YOUR TASKS
1 > In the Osmond profile, how many shares of the company does Osmond own?
2 > List every distinct dollar amount that the Osmond profile writes with a dollar sign.
3 > Reproduce the Osmond profile word for word, beginning at the words "When the Santa" and stopping after "came to $253,472.".

As far as his family life goes, that situation couldn’t be better, he said. Relaxing in a denim jacket and jeans, Osmond said that living with his wife, Debbie, and their three children in the Woodbridge section of Irvine is “wonderfully normal.”
Moreover, Osmond added, his widely publicized estrangement from his brothers and sister was exaggerated by reporters, and despite “things I probably shouldn’t have said in the press . . . Marie and I remain relatively close. She came down and stayed with us last week.”
But professionally, Osmond’s situation leaves a great deal to be desired--not only as an artist but also as chairman of the Donny Osmond Entertainment Corp., a publicly traded company formed in 1984 to produce and distribute a variety of entertainment programming.
When the Santa Ana-based company was capitalized three years ago, according to the 1987 annual report, shares were worth $5 each and the company had assets of $3.3 million. As of last June, the company had yet to turn a profit; its shares were valued at a penny each, and company assets came to $253,472.
Osmond has taken a bath himself. His 100,000 shares, representing an investment of $500,000, are now worth $1,000.
The company’s key project--syndicating the old “Donny and Marie Show”--encountered an unforeseeable problem. After distribution rights were purchased from ABC for $1.1 million and an additional $500,000 was spent in development costs, Osmond said, the company discovered that paying for residual rights to all the songs performed during the show’s 81 hours would make syndicated reruns prohibitively expensive.
“There wouldn’t be anything left, and the whole company is really based on those shows,” said Osmond, fingering a diamond-studded wedding band (the only jewelry he wears). “So we’re negotiating with the unions to pay a lower rate. I still think we have a market for kids with a ‘best of’ (anthology). And maybe it won’t destroy my image all over again once my new material comes out.”
In the meantime, Osmond has turned into more of a suburban pop-and-roller than ever--spending most of his time at home now writing his own songs.
Unable to read music, though he has performed since age 5, Osmond said he relies exclusively on his ear to come up with the “grooves” and “hooks” of his melodies. He records them on tape, using his computerized keyboard and then brings the tape to other musicians for further elaboration.
“The dangerous thing is to let the computer write the music,” he noted. “Just listen to what’s on the radio. The music is ‘sequenced’ to death. Disco is back, and it’s pretty boring. It’s all bland.”

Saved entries
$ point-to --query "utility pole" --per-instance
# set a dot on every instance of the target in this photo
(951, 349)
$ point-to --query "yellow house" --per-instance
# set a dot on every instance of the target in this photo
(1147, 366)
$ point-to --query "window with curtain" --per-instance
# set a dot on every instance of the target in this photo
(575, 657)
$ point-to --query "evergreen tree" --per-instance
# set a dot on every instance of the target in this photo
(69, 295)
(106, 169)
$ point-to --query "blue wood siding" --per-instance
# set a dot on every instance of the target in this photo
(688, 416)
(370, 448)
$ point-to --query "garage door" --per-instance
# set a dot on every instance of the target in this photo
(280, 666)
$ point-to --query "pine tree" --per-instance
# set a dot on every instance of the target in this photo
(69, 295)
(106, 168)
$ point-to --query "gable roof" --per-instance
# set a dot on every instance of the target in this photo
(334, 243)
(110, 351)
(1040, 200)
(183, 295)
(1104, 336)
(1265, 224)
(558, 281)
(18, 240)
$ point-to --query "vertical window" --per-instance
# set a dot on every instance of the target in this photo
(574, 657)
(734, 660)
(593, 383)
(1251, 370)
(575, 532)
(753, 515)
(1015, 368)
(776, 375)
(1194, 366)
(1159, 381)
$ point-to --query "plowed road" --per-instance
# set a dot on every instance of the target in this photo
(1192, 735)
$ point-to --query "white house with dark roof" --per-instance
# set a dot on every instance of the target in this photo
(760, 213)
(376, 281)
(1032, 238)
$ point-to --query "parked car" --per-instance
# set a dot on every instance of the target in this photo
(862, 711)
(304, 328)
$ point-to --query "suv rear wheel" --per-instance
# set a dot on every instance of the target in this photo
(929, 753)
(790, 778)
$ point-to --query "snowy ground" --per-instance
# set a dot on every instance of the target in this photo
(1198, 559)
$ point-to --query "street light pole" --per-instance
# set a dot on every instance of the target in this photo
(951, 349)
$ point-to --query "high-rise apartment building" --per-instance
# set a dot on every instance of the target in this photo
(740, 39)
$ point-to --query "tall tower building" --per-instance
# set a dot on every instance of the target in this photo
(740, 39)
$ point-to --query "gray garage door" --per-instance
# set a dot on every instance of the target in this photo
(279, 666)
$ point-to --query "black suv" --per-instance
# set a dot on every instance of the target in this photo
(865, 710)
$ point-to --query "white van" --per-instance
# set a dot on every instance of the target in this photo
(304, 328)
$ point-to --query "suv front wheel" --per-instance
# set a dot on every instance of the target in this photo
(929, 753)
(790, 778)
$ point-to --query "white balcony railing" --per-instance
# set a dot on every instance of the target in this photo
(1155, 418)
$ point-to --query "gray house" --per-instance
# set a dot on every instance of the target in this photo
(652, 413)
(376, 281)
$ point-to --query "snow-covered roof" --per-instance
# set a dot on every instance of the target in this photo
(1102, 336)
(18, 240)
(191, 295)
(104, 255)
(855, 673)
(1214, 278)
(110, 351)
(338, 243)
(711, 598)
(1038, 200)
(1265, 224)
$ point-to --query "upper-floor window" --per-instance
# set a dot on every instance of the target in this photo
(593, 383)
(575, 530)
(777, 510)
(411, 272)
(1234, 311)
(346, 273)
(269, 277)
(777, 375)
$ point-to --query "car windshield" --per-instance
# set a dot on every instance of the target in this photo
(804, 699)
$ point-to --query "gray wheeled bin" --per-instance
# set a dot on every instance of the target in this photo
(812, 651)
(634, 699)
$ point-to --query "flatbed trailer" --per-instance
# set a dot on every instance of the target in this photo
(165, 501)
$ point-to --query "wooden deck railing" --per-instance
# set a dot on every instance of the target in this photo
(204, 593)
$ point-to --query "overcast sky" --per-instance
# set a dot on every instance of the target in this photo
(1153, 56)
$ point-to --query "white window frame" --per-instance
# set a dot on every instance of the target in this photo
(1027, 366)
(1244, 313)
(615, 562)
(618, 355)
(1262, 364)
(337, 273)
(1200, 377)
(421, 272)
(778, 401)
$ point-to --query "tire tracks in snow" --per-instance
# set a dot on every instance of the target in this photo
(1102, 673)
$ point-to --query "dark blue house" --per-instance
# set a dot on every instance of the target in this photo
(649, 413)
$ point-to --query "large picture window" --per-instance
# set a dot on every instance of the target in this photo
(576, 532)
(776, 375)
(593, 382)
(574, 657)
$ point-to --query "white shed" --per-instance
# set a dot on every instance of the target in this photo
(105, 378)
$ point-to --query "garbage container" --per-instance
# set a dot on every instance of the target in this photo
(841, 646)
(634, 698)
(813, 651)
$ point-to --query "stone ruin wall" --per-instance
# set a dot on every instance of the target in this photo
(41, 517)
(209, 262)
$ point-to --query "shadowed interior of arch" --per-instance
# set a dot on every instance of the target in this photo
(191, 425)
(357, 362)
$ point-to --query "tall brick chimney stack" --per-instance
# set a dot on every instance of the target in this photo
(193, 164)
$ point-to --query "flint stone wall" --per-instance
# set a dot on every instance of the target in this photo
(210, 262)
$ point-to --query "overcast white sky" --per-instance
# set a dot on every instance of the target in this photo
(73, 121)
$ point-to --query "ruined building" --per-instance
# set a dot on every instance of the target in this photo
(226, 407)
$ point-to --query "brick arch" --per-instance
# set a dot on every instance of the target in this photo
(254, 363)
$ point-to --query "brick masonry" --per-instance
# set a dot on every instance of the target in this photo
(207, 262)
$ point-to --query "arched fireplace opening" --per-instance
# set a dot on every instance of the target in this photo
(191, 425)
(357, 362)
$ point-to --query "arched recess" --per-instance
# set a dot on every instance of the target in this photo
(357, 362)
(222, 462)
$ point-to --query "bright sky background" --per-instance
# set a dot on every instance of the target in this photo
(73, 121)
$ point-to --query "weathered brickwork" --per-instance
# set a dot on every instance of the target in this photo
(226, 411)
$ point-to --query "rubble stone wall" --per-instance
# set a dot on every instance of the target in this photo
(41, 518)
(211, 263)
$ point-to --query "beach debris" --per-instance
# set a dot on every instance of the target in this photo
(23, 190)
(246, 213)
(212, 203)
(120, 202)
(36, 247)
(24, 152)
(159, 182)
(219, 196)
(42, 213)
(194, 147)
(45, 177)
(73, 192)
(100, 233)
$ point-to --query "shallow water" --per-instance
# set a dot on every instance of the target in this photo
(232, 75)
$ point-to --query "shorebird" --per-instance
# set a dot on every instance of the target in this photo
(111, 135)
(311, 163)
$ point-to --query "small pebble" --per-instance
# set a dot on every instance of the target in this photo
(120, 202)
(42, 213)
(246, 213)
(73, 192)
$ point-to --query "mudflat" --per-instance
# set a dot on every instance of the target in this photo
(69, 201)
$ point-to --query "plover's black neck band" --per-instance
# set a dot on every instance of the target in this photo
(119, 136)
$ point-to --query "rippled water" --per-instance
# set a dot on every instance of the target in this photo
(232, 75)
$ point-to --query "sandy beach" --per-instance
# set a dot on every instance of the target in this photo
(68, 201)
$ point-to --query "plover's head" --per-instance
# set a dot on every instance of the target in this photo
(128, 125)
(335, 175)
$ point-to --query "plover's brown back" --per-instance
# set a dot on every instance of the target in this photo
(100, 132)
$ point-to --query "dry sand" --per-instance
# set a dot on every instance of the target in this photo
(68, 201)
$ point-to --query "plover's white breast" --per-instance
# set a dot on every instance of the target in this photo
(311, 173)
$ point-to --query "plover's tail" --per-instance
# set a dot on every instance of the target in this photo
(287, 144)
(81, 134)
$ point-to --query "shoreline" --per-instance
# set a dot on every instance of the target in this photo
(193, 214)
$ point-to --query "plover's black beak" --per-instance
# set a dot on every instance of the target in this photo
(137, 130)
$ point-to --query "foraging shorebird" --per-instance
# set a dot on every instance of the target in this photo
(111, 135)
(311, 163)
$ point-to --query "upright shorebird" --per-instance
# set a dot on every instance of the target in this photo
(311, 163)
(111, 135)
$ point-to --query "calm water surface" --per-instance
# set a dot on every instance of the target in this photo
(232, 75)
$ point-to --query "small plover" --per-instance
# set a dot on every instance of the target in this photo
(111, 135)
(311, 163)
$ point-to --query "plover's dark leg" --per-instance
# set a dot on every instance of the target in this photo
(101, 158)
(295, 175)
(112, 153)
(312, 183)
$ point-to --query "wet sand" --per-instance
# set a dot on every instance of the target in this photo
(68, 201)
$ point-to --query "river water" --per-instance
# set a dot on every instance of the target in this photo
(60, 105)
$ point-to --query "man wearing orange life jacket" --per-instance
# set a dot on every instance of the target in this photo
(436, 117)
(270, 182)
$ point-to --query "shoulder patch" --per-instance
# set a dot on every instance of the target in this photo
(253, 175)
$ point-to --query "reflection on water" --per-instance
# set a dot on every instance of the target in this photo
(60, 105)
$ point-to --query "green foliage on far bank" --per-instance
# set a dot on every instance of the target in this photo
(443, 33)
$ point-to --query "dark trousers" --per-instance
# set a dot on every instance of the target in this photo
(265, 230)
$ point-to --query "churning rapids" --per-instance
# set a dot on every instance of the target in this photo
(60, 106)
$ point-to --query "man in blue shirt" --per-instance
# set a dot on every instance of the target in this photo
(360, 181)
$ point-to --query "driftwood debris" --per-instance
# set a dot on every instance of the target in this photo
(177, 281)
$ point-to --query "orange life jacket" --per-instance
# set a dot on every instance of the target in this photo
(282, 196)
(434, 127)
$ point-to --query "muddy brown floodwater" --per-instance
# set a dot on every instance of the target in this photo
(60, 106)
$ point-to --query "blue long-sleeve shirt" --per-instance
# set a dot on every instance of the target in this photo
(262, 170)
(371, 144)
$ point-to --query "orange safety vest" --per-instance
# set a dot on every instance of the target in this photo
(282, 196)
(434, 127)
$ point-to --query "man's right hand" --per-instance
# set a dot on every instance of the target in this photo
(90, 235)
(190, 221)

TASK-BY-TASK SOLUTIONS
1 > 100,000 shares.

2 >
$5
$3.3 million
$253,472
$500,000
$1,000
$1.1 million

3 >
When the Santa Ana-based company was capitalized three years ago, according to the 1987 annual report, shares were worth $5 each and the company had assets of $3.3 million. As of last June, the company had yet to turn a profit; its shares were valued at a penny each, and company assets came to $253,472.